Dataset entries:
Content starts

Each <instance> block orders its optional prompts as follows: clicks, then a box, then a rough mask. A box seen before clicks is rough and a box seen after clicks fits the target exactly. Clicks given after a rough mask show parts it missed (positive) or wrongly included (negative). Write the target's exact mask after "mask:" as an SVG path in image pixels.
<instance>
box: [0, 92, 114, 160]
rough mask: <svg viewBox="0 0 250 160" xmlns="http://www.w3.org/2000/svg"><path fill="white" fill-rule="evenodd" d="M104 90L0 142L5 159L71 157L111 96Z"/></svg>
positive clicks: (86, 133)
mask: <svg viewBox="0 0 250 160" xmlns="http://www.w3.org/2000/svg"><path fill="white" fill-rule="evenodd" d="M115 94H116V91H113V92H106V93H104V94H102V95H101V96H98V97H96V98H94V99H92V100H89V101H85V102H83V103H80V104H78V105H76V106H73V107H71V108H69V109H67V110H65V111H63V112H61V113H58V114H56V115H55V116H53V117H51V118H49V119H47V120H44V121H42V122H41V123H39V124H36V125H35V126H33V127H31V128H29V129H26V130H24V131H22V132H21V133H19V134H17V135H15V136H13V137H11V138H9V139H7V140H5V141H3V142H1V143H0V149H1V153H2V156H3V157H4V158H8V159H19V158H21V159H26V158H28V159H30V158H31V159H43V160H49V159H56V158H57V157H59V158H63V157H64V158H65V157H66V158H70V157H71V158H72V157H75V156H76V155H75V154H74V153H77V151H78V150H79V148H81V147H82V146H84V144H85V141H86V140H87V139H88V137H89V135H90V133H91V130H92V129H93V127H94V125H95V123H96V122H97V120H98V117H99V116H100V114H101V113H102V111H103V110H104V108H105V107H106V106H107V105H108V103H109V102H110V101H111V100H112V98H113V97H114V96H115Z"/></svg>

Content ends

### Your assignment
Please rewrite these records, swapping every "rough" for "coarse" and leaving everything else as it is.

### Exercise response
Each <instance> block orders its optional prompts as follows: clicks, then a box, then a coarse mask. A box seen before clicks is coarse and a box seen after clicks fits the target exactly. Clicks given after a coarse mask show parts it missed (positive) or wrongly included (negative). Write the target's exact mask after "mask:" as an SVG path in image pixels.
<instance>
box: [0, 92, 114, 160]
coarse mask: <svg viewBox="0 0 250 160" xmlns="http://www.w3.org/2000/svg"><path fill="white" fill-rule="evenodd" d="M104 90L0 142L5 159L71 157L111 96Z"/></svg>
positive clicks: (86, 133)
mask: <svg viewBox="0 0 250 160" xmlns="http://www.w3.org/2000/svg"><path fill="white" fill-rule="evenodd" d="M115 94H116V91H113V92H106V93H104V94H102V95H101V96H98V97H96V98H94V99H92V100H89V101H85V102H83V103H80V104H78V105H76V106H73V107H71V108H69V109H67V110H65V111H63V112H61V113H58V114H56V115H55V116H53V117H51V118H49V119H47V120H44V121H42V122H41V123H39V124H36V125H35V126H33V127H31V128H29V129H26V130H24V131H22V132H21V133H19V134H17V135H15V136H13V137H11V138H9V139H7V140H5V141H3V142H1V143H0V149H1V153H2V156H3V157H4V158H8V159H19V158H21V159H26V158H28V159H30V158H31V159H43V160H49V159H56V158H57V157H59V158H63V157H64V158H65V157H66V158H70V157H71V158H72V157H75V156H76V155H75V154H74V153H77V151H78V150H79V148H81V147H82V146H84V144H85V141H86V140H87V139H88V137H89V135H90V133H91V130H92V129H93V127H94V125H95V123H96V122H97V120H98V117H99V116H100V114H101V113H102V111H103V110H104V108H105V107H106V106H107V105H108V103H109V102H110V101H111V100H112V98H113V97H114V96H115Z"/></svg>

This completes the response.